Pointing dataset excerpts

[START]

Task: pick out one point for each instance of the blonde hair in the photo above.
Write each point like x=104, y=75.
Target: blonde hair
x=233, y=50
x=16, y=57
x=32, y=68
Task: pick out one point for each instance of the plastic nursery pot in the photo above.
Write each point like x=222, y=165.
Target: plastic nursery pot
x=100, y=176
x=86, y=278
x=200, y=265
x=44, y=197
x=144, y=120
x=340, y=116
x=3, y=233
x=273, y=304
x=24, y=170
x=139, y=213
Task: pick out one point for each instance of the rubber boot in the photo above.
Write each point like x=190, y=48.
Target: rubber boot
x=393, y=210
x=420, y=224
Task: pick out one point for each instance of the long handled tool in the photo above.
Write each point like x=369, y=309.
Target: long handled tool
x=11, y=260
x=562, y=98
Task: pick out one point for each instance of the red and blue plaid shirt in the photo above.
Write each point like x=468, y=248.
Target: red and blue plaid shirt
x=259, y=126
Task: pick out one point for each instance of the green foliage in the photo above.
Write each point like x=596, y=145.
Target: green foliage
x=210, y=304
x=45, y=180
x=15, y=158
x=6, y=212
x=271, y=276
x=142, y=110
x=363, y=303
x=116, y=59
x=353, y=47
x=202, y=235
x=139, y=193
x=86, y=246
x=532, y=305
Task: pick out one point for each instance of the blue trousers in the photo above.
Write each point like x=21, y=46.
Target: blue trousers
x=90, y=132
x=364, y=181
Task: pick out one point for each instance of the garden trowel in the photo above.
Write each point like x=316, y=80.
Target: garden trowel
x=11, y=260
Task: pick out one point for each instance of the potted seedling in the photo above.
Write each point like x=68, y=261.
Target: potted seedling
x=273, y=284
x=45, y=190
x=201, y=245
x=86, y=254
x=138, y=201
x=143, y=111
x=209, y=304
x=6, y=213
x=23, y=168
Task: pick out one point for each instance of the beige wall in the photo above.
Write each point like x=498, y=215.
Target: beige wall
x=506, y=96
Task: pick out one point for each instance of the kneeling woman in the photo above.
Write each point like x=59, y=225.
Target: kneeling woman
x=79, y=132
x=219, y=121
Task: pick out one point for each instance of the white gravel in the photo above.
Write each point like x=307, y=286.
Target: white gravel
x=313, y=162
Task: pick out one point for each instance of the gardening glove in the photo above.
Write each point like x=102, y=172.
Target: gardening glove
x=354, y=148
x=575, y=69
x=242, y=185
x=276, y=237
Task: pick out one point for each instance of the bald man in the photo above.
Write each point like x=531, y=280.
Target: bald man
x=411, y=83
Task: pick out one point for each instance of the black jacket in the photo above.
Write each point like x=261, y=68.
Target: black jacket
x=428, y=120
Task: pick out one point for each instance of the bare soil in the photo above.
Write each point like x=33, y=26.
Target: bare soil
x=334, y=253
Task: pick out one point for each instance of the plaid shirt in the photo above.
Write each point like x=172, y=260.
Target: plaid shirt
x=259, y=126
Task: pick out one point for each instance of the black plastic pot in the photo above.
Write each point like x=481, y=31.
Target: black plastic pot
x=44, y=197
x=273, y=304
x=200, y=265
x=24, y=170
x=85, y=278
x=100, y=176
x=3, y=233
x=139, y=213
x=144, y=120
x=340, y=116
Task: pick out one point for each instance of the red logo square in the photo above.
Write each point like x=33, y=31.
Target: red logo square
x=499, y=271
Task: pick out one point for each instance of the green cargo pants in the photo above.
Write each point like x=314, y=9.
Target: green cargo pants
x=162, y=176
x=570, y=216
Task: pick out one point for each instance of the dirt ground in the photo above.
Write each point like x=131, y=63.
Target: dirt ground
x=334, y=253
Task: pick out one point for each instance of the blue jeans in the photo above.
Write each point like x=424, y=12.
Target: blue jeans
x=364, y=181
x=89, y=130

[END]

◆ Exercise requirements:
Please switch "pick out" to "mark" everywhere in the records above and write all the lines out again, with nothing else changed.

◆ Exercise response:
Task: mark one point for each instance of the blonde hair in the photo above.
Write each point like x=104, y=75.
Target: blonde hair
x=233, y=50
x=16, y=57
x=32, y=68
Task: mark one point for each instance of the plastic nursery pot in the photo above.
Write each point like x=222, y=165.
Target: plastic nursery pot
x=100, y=176
x=86, y=278
x=200, y=265
x=44, y=197
x=144, y=120
x=340, y=116
x=3, y=233
x=273, y=304
x=24, y=170
x=139, y=213
Task: mark one point for each instance of the rubber boot in the photo above.
Write each point like x=190, y=48.
Target: rubber boot
x=393, y=210
x=420, y=224
Task: mark one point for each instance of the long handled tool in the photo above.
Write each point like x=369, y=309.
Target: long handled tool
x=11, y=260
x=562, y=98
Task: mark one point for each instance of the red and blue plaid shirt in the photo above.
Write each point like x=468, y=248.
Target: red and blue plaid shirt
x=259, y=126
Task: mark one point for each instance of the green foliage in the photo above.
Write each point like x=596, y=145.
Target: green foliage
x=210, y=304
x=45, y=180
x=15, y=158
x=6, y=212
x=271, y=276
x=142, y=110
x=363, y=303
x=116, y=59
x=353, y=47
x=202, y=235
x=139, y=193
x=86, y=246
x=532, y=305
Task: mark one point for each instance of the blue trousers in the photo above.
Write each point like x=21, y=46.
Target: blue trousers
x=90, y=132
x=364, y=181
Task: mark one point for each instance of the garden trowel in the photo above.
Write each point like x=316, y=80.
Target: garden trowel
x=11, y=260
Task: mark one point for each instance of the potted seedling in the photo above.
Write each point like x=68, y=261.
Target: potted seedling
x=273, y=284
x=45, y=190
x=201, y=245
x=86, y=254
x=138, y=201
x=143, y=111
x=209, y=304
x=6, y=213
x=23, y=168
Task: mark one point for each instance of the beige wall in the photo above.
Write each point like x=498, y=215.
Target: beige wall
x=506, y=96
Task: mark one point for each instance of the kneeling woman in the photo above.
Write each point like x=59, y=225.
Target: kneeling woman
x=79, y=132
x=219, y=121
Task: mark one point for each instance of the white gravel in the photo above.
Write each point like x=307, y=286.
Target: white gravel
x=313, y=162
Task: mark one point for each instance of the gardening glove in the photo above.
Write each point like x=102, y=172.
Target: gardening glove
x=354, y=148
x=575, y=69
x=242, y=185
x=276, y=237
Task: mark one point for each instance of the bald man in the photo above.
Write each point like x=531, y=280.
Target: bald man
x=411, y=83
Task: mark one point for each instance of the black jacket in the photo above.
Write each point like x=261, y=68.
Target: black jacket
x=428, y=120
Task: mark one point for each instance of the bare soil in the photo above.
Write each point like x=33, y=26.
Target: bare soil
x=334, y=253
Task: mark one point for each instance of the plaid shirt in the photo above.
Write each point like x=172, y=260.
Target: plaid shirt
x=259, y=126
Task: mark one point for each instance of the black plastic pot in the photo above.
Write each point like x=481, y=31.
Target: black plastic pot
x=44, y=197
x=273, y=304
x=200, y=265
x=24, y=170
x=85, y=278
x=100, y=176
x=3, y=233
x=139, y=213
x=144, y=120
x=340, y=116
Task: mark one point for each instance of the red logo square in the photo above.
Write each point like x=33, y=31.
Target: red logo square
x=499, y=271
Task: mark one point for each instance of the green cargo pants in the photo above.
Write each point like x=314, y=9.
Target: green cargo pants
x=162, y=176
x=570, y=216
Task: mark one point for each instance of the dirt ground in the photo above.
Write each point like x=131, y=63.
Target: dirt ground
x=334, y=253
Task: mark one point for each instance of the blue jeans in the photo above.
Write each point like x=424, y=12.
Target: blue jeans
x=364, y=181
x=89, y=130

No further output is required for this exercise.